Exercise material =

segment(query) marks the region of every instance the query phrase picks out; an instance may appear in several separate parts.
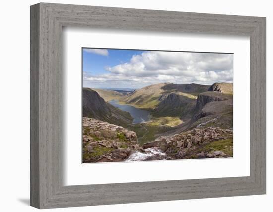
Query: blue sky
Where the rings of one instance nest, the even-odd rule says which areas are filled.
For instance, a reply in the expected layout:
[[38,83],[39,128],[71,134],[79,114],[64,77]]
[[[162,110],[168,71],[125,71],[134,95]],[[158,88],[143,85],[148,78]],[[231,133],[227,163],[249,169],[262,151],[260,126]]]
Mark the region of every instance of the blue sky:
[[121,63],[129,62],[134,55],[140,54],[143,51],[108,49],[108,55],[98,54],[96,52],[88,52],[88,50],[83,51],[82,68],[83,72],[93,75],[106,74],[106,67],[113,67]]
[[83,84],[140,88],[153,84],[232,83],[233,55],[106,49],[82,50]]

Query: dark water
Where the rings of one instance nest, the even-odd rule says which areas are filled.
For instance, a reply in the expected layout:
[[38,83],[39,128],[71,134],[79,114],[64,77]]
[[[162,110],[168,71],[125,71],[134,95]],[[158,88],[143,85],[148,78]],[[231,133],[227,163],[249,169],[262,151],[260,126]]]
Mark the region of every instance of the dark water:
[[120,105],[118,100],[111,100],[109,102],[113,106],[120,109],[124,111],[126,111],[131,115],[134,118],[133,124],[141,123],[150,120],[150,112],[146,110],[135,108],[128,105]]

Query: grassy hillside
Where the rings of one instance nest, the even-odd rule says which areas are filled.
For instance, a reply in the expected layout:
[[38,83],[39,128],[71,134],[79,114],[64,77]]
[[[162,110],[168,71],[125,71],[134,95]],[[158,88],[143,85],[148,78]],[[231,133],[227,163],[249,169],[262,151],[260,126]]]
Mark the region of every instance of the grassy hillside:
[[124,96],[124,95],[122,93],[119,93],[113,90],[103,90],[98,88],[92,89],[98,93],[100,97],[103,98],[106,102],[109,102],[109,101],[114,99],[119,100],[121,97]]
[[82,89],[82,114],[84,117],[128,127],[133,121],[129,113],[106,102],[91,88]]
[[[139,108],[149,110],[156,109],[169,94],[174,93],[184,97],[184,99],[195,100],[201,92],[207,91],[210,86],[197,84],[176,84],[159,83],[149,85],[136,90],[120,98],[120,102],[127,104]],[[182,99],[178,98],[178,99]],[[161,108],[164,107],[161,105]],[[166,114],[169,115],[170,114]],[[177,115],[177,114],[173,115]]]

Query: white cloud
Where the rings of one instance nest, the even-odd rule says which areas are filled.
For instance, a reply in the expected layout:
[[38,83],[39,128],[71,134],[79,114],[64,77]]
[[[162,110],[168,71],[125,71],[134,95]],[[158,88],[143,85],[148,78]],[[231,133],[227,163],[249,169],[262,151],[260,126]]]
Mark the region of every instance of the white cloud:
[[106,67],[107,74],[85,73],[83,83],[89,87],[133,88],[161,82],[231,83],[233,57],[226,54],[144,52],[134,55],[127,63]]
[[96,54],[97,55],[107,56],[109,54],[108,51],[107,49],[83,49],[83,51],[90,53]]

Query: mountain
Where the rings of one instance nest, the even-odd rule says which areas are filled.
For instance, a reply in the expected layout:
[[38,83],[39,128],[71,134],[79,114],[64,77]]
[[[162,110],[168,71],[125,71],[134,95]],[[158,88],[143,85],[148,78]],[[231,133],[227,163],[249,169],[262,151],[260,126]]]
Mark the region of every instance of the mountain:
[[153,111],[153,115],[157,116],[169,111],[168,108],[172,111],[167,114],[177,115],[179,111],[174,112],[176,110],[171,108],[173,105],[180,110],[181,106],[195,102],[198,94],[207,91],[209,87],[197,84],[155,84],[136,90],[122,98],[120,101],[137,108]]
[[233,93],[233,84],[215,83],[210,86],[208,91],[218,91],[227,94],[232,94]]
[[130,113],[114,107],[91,88],[82,89],[82,115],[127,127],[133,118]]
[[156,117],[190,116],[195,106],[195,99],[174,92],[163,95],[159,101],[153,112]]
[[233,128],[233,97],[219,91],[199,94],[190,127]]
[[162,87],[164,92],[178,92],[188,93],[194,96],[203,92],[207,91],[209,85],[205,85],[199,84],[173,84],[167,83]]
[[121,101],[136,107],[152,110],[159,104],[159,99],[163,92],[161,87],[166,84],[155,84],[136,90]]
[[98,93],[100,97],[103,98],[106,102],[109,102],[114,99],[118,100],[124,96],[123,94],[114,90],[98,88],[92,88],[92,89]]

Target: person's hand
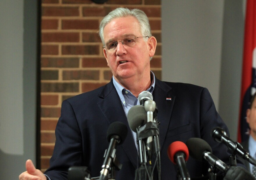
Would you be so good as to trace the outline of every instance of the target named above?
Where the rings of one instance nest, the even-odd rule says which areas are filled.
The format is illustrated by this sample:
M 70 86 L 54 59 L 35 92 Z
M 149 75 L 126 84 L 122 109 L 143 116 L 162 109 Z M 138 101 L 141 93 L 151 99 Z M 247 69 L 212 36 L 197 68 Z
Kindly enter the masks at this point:
M 26 171 L 19 176 L 19 180 L 47 180 L 45 176 L 39 169 L 36 169 L 30 159 L 26 162 Z

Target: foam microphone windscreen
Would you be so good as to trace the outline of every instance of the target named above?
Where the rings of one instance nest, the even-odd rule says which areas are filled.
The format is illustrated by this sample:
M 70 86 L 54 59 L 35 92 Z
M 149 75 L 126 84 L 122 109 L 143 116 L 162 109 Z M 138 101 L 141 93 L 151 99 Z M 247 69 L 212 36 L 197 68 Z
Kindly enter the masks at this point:
M 147 112 L 142 105 L 136 105 L 131 108 L 127 114 L 129 126 L 133 131 L 136 132 L 136 128 L 147 123 Z
M 212 152 L 211 148 L 209 144 L 203 139 L 197 137 L 189 139 L 186 142 L 190 155 L 196 159 L 202 161 L 204 152 L 205 151 Z
M 118 121 L 114 122 L 109 125 L 108 129 L 107 132 L 108 141 L 110 142 L 112 136 L 116 135 L 120 137 L 119 143 L 122 144 L 126 137 L 127 131 L 127 127 L 124 123 Z
M 185 161 L 189 159 L 189 149 L 184 142 L 181 141 L 175 141 L 169 145 L 167 150 L 167 154 L 169 159 L 175 164 L 176 164 L 176 160 L 175 159 L 175 154 L 179 151 L 184 152 L 186 155 L 184 157 Z

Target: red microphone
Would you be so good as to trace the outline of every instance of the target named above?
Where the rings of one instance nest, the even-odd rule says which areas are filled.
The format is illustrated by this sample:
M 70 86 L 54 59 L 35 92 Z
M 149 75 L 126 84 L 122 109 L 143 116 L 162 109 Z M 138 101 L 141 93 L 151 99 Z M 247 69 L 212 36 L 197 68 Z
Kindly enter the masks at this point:
M 181 141 L 175 141 L 169 145 L 167 150 L 169 159 L 178 165 L 179 175 L 182 180 L 190 180 L 190 176 L 186 166 L 189 159 L 189 149 L 186 144 Z

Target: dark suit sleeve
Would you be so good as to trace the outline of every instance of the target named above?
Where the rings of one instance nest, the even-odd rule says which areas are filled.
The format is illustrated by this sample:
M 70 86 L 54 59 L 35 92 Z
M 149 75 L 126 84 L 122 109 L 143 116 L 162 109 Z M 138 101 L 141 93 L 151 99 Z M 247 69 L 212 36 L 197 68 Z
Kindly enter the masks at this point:
M 51 180 L 67 179 L 68 168 L 82 166 L 81 133 L 71 105 L 64 101 L 55 130 L 56 141 L 50 160 L 50 168 L 45 172 Z

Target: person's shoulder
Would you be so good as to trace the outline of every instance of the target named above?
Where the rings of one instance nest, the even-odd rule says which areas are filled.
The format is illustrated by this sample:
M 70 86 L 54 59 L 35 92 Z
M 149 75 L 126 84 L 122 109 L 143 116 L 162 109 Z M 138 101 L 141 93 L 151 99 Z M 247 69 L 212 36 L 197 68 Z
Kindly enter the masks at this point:
M 189 83 L 185 83 L 181 82 L 174 82 L 162 81 L 159 80 L 159 84 L 164 83 L 169 86 L 173 90 L 184 90 L 191 91 L 191 90 L 201 90 L 205 88 Z

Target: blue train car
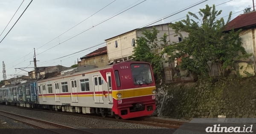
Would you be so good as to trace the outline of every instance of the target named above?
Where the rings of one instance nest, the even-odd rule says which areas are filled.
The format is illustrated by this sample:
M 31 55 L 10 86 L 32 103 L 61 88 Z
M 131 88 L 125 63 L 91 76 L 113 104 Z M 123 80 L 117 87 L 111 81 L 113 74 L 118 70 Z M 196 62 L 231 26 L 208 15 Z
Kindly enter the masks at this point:
M 36 80 L 30 79 L 16 85 L 0 88 L 0 102 L 22 107 L 33 108 L 38 104 Z

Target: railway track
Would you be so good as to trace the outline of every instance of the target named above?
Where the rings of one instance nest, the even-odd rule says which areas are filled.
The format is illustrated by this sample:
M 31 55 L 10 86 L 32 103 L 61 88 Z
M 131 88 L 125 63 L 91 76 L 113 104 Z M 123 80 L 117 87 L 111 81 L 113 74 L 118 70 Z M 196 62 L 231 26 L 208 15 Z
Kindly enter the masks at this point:
M 11 105 L 8 105 L 10 106 L 13 106 Z M 16 106 L 15 106 L 17 107 Z M 175 128 L 177 129 L 183 123 L 186 123 L 177 121 L 173 121 L 173 120 L 160 120 L 158 119 L 153 119 L 150 118 L 148 117 L 139 117 L 136 118 L 134 119 L 131 119 L 129 120 L 121 120 L 121 119 L 116 119 L 114 118 L 112 118 L 111 117 L 103 117 L 101 116 L 97 116 L 93 114 L 82 114 L 81 113 L 70 113 L 70 112 L 64 112 L 61 111 L 51 111 L 49 110 L 43 110 L 43 109 L 35 109 L 33 108 L 31 109 L 31 108 L 25 108 L 25 107 L 17 107 L 17 108 L 21 109 L 24 109 L 27 110 L 36 110 L 39 111 L 43 111 L 47 112 L 51 112 L 51 113 L 55 113 L 59 114 L 66 114 L 69 115 L 73 115 L 76 116 L 79 116 L 79 117 L 83 117 L 87 118 L 92 118 L 94 119 L 102 119 L 102 120 L 108 120 L 114 121 L 118 121 L 124 123 L 133 123 L 133 124 L 141 124 L 150 126 L 154 126 L 155 127 L 159 127 L 162 128 Z
M 0 110 L 0 115 L 26 124 L 37 128 L 42 128 L 54 133 L 58 134 L 96 134 L 69 126 L 36 119 Z

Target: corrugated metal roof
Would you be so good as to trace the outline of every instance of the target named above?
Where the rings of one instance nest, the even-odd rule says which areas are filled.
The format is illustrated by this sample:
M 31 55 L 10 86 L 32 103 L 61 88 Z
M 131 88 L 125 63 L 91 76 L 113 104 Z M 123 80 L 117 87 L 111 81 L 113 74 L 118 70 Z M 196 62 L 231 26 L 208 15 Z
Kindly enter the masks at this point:
M 256 24 L 256 11 L 253 11 L 241 14 L 230 22 L 226 27 L 226 31 L 241 28 Z
M 88 54 L 87 55 L 81 57 L 80 59 L 83 59 L 84 58 L 87 58 L 87 57 L 99 55 L 101 54 L 107 53 L 107 46 L 103 47 L 102 48 L 100 48 Z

What needs to be done = Lay out the part of the rows that opens with the line containing "Target: corrugated metal roof" and closes with the last line of the rows as a Markdown table. Use two columns, "Number" and "Line", put one line in each table row, and leave out blank lines.

Complete response =
| Number | Line |
|---|---|
| 1 | Target: corrugated metal roof |
| 2 | Would you be so good as to trace the outline of every instance of the target named above? |
| 3 | Where the rings of one instance nest, the even-odd rule says which areas are filled. |
| 4 | The format is illustrated by this sample: |
| 5 | M 31 55 L 10 86 L 32 103 L 61 88 Z |
| 6 | M 131 88 L 125 63 L 91 76 L 113 104 Z M 123 80 L 117 87 L 111 81 L 113 74 L 118 70 Z M 196 62 L 231 26 L 208 15 Z |
| 7 | Kindly enter the masks at this point: |
| 8 | M 256 24 L 256 11 L 253 11 L 241 14 L 230 22 L 226 27 L 226 31 L 241 28 Z |
| 9 | M 88 54 L 87 55 L 81 57 L 80 59 L 83 59 L 84 58 L 87 58 L 87 57 L 99 55 L 101 54 L 107 53 L 107 46 L 103 47 L 102 48 L 100 48 Z |